Document extract:
# How often do you brush?



## mswhipple (Mar 7, 2011)

I was just wondering... How often do other Vizsla owners brush their dog's coat? 

Must admit I probably don't do it often enough -- maybe once every week to ten days. But I do have high praise for this thing I use on Willie called a "Curry Brush" made by Four Paws. It is made of red rubber, and when I brush Willie I am always just amazed at how much loose fur comes off of him!! You wouldn't think, with such a close coat and all... Anyway, I just finished brushing him (always outside). ;D He always seem to enjoy it, too.


----------



## Emily1970 (Apr 21, 2011)

I brush about the same as you, but I've noticed that Riley doesn't really lose any hair. Is that normal?


----------



## mswhipple (Mar 7, 2011)

Well, I've come to believe that it has a lot to do with the grooming tool itself. When I used a regular dog brush, in the past, not nearly as much hair came out. The curry brush just does a really nice job of it... loosens it up and pulls it to the top of the coat. Then I just sweep it off onto the lawn with my hand, and my lawn mower guys do the rest. It's blowin' in the wind.


----------



## datacan (May 15, 2011)

We have a cat and it must be brushed almost twice a week, its labor intensive work so we are used to it. 
Sam, our 5 month old V on the other hand gets brushed almost daily it's part of our bonding ritual (2 minutes and it's done). 
My goal is to train him to bring the brush whenever he feels like having his coat pampered, though.


----------

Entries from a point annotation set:
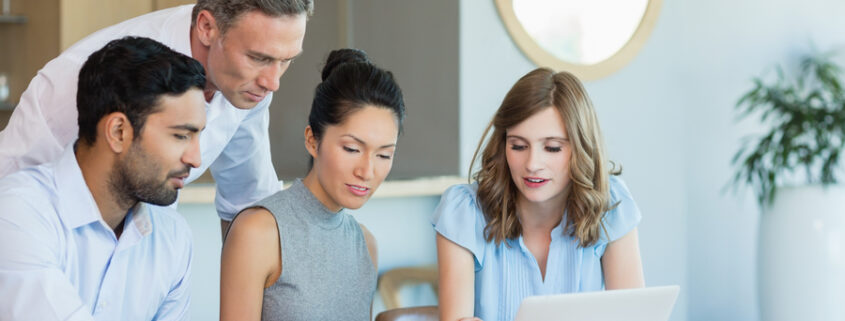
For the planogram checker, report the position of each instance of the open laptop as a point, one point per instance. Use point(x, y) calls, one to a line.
point(646, 304)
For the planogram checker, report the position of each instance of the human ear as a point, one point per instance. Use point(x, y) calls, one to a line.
point(310, 141)
point(117, 132)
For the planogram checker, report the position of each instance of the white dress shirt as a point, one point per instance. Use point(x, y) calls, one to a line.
point(235, 145)
point(60, 261)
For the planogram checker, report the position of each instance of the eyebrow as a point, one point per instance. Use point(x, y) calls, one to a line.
point(544, 138)
point(188, 127)
point(365, 143)
point(268, 57)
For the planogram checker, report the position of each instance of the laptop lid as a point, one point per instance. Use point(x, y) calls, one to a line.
point(645, 304)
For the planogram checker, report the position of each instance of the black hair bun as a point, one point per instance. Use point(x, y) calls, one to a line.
point(343, 56)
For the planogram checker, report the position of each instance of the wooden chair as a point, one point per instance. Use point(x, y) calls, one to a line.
point(391, 281)
point(424, 313)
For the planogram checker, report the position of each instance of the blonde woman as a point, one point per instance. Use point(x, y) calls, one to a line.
point(546, 213)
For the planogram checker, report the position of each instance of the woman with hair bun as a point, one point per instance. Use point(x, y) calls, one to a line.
point(545, 215)
point(297, 255)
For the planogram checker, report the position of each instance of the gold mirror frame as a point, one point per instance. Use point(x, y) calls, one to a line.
point(541, 57)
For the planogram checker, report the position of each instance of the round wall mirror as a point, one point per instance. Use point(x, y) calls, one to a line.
point(590, 38)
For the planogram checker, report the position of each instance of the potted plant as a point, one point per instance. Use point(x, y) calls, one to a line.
point(794, 169)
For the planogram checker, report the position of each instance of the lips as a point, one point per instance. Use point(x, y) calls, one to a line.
point(179, 182)
point(254, 97)
point(179, 178)
point(534, 182)
point(358, 190)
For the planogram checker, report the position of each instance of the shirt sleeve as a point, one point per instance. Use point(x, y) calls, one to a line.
point(32, 285)
point(625, 216)
point(244, 171)
point(40, 125)
point(459, 219)
point(176, 305)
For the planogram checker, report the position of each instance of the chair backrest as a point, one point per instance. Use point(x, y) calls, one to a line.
point(391, 281)
point(424, 313)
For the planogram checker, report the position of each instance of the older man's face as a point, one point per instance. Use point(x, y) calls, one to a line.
point(246, 62)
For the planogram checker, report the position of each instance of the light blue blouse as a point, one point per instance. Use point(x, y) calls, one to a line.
point(504, 275)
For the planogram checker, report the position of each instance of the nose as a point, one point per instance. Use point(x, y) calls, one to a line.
point(535, 160)
point(269, 77)
point(192, 156)
point(364, 169)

Your tasks:
**a)** Please list the usernames of everyone who posted in the thread on brushing a dog's coat.
**b)** In the records, begin at the line that has "of the laptop" and stop after the line that has "point(343, 56)". Edit those lines so that "laptop lid" becomes "laptop screen", leaving everything else unchanged.
The thread and the records have nothing to do with each other.

Responses in order:
**a)**
mswhipple
Emily1970
datacan

**b)**
For the planogram checker, report the position of each instance of the laptop screen as a point, one point per instance. Use point(x, y) calls, one to a line.
point(645, 304)
For the planogram checker, report the position of each instance of the black hair bun as a point, one point per instance. Use point(x, y) calls, one to a line.
point(343, 56)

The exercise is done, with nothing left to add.